→ Testo fornito
● ● ●
E’ fallita l’iniziativa del primo ministro Hamadi Jebali per la formazione di un governo di competenze: lo ha annunciato in serata lo stesso Jebali, al termine di giorni di intense trattative con i principali partiti politici della Tunisia. “Vi dico chiaramente che l’iniziativa da me proposta non ha ottenuto il consenso di tutti ma la strada rimane aperta per trovare un compromesso sulla composizione del futuro esecutivo” ha detto il primo ministro all’agenzia ufficiale ‘Tap’, aggiungendo che “il tavolo di dialogo rimane aperto”. Jebali ha poi assicurato che “sono stati compiuti passi avanti significativi verso una nuova formula”, anticipando che “domani incontrerò il presidente (Moncef Marzouki) per parlare con lui delle prossime tappe in vista di una soluzione”. Diversamente da quanto dichiarato in passato, alla fine, malgrado il fallimento del suo progetto politico Jebali non ha rassegnato le dimissioni.

Nonostante l’opposizione interna di Ennahda, il cui storico leader Rached Ghannouchi è contrario alla formula di un governo tecnocrate, Jebali gode ancora del sostegno del suo partito che vuole mantenerlo alla guida dell’esecutivo. Ennahda ha ottenuto il 41% dei seggi all’Assemblea nazionale costituente (Anc) e dopo le elezioni di novembre 2011 si è visto attribuire i dicasteri chiave nell’esecutivo – Interno, Esteri e Giustizia – ai quali non intende rinunciare. Fonti vicine al Congresso per la Repubblica (Cpr), il partito del capo dello Stato Marzouki, hanno dichiarato ad agenzie internazionali che sarebbe già nel cassetto un accordo che prevede la formazione di un governo misto che includerebbe personalità politiche ed esperti apolitici.
● ● ●
Voci da un insieme di etichettatura a punti
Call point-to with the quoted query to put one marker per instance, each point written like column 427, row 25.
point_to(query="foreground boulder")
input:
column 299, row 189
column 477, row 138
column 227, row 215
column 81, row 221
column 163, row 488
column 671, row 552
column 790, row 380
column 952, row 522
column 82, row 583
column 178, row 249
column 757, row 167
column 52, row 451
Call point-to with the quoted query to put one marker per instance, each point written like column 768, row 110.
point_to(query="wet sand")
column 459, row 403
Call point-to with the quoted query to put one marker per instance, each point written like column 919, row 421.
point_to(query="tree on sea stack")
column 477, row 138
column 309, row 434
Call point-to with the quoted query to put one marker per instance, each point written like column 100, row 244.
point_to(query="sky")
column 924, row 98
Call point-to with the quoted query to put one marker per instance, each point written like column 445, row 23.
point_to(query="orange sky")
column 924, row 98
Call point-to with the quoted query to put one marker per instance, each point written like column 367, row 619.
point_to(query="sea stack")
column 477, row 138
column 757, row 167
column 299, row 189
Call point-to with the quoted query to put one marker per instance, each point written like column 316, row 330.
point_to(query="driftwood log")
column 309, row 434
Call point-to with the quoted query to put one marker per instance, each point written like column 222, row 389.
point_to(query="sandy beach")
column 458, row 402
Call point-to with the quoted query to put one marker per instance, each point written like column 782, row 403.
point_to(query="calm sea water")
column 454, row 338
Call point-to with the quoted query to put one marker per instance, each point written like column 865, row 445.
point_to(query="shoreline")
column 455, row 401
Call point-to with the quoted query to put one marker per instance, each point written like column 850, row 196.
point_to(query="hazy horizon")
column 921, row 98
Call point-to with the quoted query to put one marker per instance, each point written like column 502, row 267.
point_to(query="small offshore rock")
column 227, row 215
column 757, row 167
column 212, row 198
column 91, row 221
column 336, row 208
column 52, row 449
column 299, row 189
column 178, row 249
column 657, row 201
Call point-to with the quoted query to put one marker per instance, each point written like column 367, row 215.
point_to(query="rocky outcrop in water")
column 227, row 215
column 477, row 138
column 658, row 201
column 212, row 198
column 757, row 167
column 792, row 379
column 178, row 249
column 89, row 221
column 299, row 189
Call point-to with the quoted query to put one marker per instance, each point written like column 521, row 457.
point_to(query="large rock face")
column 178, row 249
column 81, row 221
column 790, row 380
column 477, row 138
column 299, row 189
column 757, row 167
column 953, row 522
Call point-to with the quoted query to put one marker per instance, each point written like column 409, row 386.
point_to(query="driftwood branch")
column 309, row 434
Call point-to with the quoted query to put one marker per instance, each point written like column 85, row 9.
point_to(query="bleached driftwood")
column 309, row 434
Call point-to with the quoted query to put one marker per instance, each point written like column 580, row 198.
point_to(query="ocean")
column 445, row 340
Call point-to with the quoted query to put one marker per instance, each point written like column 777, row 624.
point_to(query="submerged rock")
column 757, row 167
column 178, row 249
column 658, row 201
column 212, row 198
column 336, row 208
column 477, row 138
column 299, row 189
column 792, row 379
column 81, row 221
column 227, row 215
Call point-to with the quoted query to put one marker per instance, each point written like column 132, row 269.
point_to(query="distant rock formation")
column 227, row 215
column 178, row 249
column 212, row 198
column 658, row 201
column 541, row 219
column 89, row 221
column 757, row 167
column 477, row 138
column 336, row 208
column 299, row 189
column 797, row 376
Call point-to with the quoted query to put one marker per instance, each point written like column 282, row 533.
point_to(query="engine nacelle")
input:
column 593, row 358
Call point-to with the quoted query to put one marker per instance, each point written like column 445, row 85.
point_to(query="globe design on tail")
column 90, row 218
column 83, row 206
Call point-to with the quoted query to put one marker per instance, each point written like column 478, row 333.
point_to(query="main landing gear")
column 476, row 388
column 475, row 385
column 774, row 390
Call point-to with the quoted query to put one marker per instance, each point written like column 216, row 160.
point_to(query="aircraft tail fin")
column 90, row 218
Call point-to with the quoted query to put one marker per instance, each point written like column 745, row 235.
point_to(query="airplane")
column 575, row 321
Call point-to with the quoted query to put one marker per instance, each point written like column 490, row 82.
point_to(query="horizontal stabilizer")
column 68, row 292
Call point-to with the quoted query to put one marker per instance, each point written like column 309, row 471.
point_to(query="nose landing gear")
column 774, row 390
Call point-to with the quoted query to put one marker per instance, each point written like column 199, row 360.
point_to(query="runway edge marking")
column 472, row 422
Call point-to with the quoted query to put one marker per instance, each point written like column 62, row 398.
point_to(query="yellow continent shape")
● ● ●
→ Consegne
(A) Nel testo sulla crisi di governo in Tunisia, quale percentuale di seggi all'Assemblea nazionale costituente ha ottenuto Ennahda?
(B) Prosegui il testo sulla crisi di governo in Tunisia dopo la sua ultima frase.
Queste voci provengono da un'altra fonte.

→ Risultati dell'esercizio
(A) Il 41% dei seggi.

(B)
Nel paese del Nord Africa, teatro due anni fa di una rivolta popolare che ha portato alla destituzione del longevo regime di Ben Ali, la crisi politica è emersa in tutta la sua forza dopo l’uccisione il 6 febbraio del leader di opposizione Chokri Belaid in circostanze ancora da chiarire. Essa ha però le sue radici nel permanente stato di crisi dell’economia nazionale che negli ultimi mesi ha riacceso le piazze a più riprese.

(Etiopia) Ogaden, minacce a compagnia petrolifera canadese.

Il Fronte di liberazione nazionale dell’Ogaden (Onlf), principale movimento ribelle e indipendentista, ha minacciato una società petrolifera canadese intimandole di astenersi dallo sfruttamento delle risorse minerarie contenute nel sottosuolo del sud–est dell’Etiopia. Lo riferisce un comunicato diffuso dal gruppo e parzialmente riportato dalla stampa sudanese, secondo cui l’Onlf ha accusato la Africa Oil Corportation (Aoc) di “cospirare con il governo di Addis Abeba” per sfruttare le risorse petrolifere della regione.

I ribelli indipendentisti hanno chiesto alla società e a tutte le compagnie straniere di astenersi dall’avviare esplorazioni nella regione “fino a quando non si raggiungerà un giusto accordo di pace con il governo, che consenta alle popolazioni dell’Ogaden di decidere delle loro ricchezze nei loro interessi”.

Nel 2010 il governo dell’allora primo ministro Meles Zenawi firmò degli accordi di pace con la principale corrente dell’Onlf. Da allora tuttavia, piccole fazioni dissidenti hanno annunciato di voler proseguire nella lotta armata. La regione – ritenuta potenzialmente ricca di giacimenti di idrocarburi – è isolata dal 2007 per volontà del governo che ha ritirato permessi ad associazioni umanitarie e progetti di cooperazione dopo che un attacco armato contro un’installazione cinese aveva provocato 74 vittime.

(Sudan) Monti Nuba, donne e bambini vittime di un bombardamento.

Una donna e due bambini uccisi, oltre a quattro feriti gravi, tra i quali ancora una donna: è il bilancio di un bombardamento dell’aviazione del Sudan nei pressi di un villaggio sui Monti Nuba, una regione ostaggio di un conflitto tra esercito e ribelli da oltre un anno e mezzo.

Secondo Voice of Peace, una radio cattolica che trasmette dai Monti Nuba, il bombardamento è avvenuto domenica nei pressi di Luwere. All’emittente alcuni testimoni hanno raccontato che le vittime sono rimaste uccise sul colpo mentre stavano lavorando in un campo.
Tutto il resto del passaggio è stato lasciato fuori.